Dari pembagian di atas, disimpulkan bahwa ilmu dalam Islam tidak hanya meliputi ilmu-ilmu akidah dan syariah saja. Selain kedua ilmu tersebut, kita masih berkewajiban untuk menuntut ilmu lainnya. Bisa dikatakan bahwa dengan ilmu syar’iyyah kita akan mempelajari tanda Allah dari ayat qauliyyah yang bisa disebut dengan zikir, sedangkan dengan ilmu ghair syar’iyyah, kita akan mempelajari ayat kauniyyah Allah yang terbentang pada jagat raya ini, yang disebut dengan tafakur. Dalam hal ini, kita bisa menelaah bahwa dua aktivitas ini merupakan implementasi dari ayat al-Qur’an Surah Ali ‘Imran [3] ayat 190-191, dengan natijah (buah) penerimaan amal oleh Allah bagi para pelakunya
190. Sesungguhnya dalam penciptaan langit dan bumi, dan silih bergantinya malam dan siang terdapat tanda-tanda bagi orang-orang yang berakal,
191. (yaitu) orang-orang yang mengingat Allah sambil berdiri atau duduk atau dalam keadan berbaring dan mereka memikirkan tentang penciptaan langit dan bumi (seraya berkata): "Ya Tuhan Kami, Tiadalah Engkau menciptakan ini dengan sia-sia, Maha suci Engkau, Maka peliharalah Kami dari siksa neraka.

Klasifikasi seperti ini penting untuk diterapkan agar tidak terjadi “kekacauan ilmu”. Ketika agama diukur oleh akal dan indera (induktif), maka yang lahir adalah sofisme modern. Sehingga adanya Ahmadiyah dan aliran-aliran sesat tidak dipahami sebagai sebuah “kesalahan”, melainkan sebuah pembenaran bahwa Islam itu warna-warni. Demikian juga, ketika sains dicari-cari pembenarannya dari dalil-dalil agama, maka yang lahir kelak pembajakan dalil-dalil agama. Sehingga langit yang tujuh dipahami sebagai planet yang jumlahnya tujuh, seperti pernah dikemukakan oleh sebagian filsuf Muslim di abad pertengahan.[23]

C.    Perbedaan Ilmu Menurut Islam dan Barat
Dalam Islam tidak mengenal dikotomi ilmu yang satu diakui yang lainnya tidak. Yang logis-empiris dikategorikan ilmiah, sedangkan yang berdasarkan pada wahyu tidak dikategorikan ilmiah.

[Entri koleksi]
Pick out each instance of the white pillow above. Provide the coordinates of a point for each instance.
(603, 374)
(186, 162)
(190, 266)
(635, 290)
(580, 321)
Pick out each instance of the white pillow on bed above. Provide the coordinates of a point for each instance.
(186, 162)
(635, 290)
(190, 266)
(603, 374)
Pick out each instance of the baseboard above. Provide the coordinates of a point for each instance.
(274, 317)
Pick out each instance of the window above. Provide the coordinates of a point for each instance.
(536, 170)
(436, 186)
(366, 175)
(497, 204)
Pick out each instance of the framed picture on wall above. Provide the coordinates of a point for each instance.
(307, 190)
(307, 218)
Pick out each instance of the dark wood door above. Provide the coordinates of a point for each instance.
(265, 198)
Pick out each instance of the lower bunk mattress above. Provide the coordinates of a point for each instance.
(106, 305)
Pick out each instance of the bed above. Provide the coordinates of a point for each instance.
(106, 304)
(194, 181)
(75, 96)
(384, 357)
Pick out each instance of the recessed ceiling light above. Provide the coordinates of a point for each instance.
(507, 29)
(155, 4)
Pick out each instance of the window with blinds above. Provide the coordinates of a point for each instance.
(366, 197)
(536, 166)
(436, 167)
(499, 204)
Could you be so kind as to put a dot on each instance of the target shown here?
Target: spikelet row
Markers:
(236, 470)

TUGAS -> Lanjutkan teks tentang ilmu dalam Islam itu, dimulai setelah kalimat terakhirnya. Catatan-catatan tersebut tidak diperlukan.

JAWABAN ->
Jika kita melihat prestasi-prestasi keilmuan ulama-ulama terdahulu seperti Al-Khawarizmi yang menemukan angka nol, dari angka nol ini maka berkembanglah ilmu perhitungan yang kemudian menjadi dasar pengembangan teknologi komputer. Dalam bidang fisika terdapat dua orang tokoh yang menonjol yaitu Al-Biruni dan Ibnu Haitsam. Al-Biruni telah mendahului Newton dalam menemukan hukum gravitasi. Ibnu Haitsam telah menulis karya besar dalam bidang optik sebanyak tujuh jilid dengan judul Al-Manazhir dan masih banyak lagi prestasi keilmuan ulama Islam. Dari prestasi itu kita dapat mengetahui bahwa umat Islam sejak dari awal mengakui dua jenis keilmuan sekaligus, ilmu agama dan ilmu alam. Kedua jenis ini dikategorikan sebagai pengetahuan yang ilmiah dan dikembangkan dengan melalui metode yang ilmiah pula.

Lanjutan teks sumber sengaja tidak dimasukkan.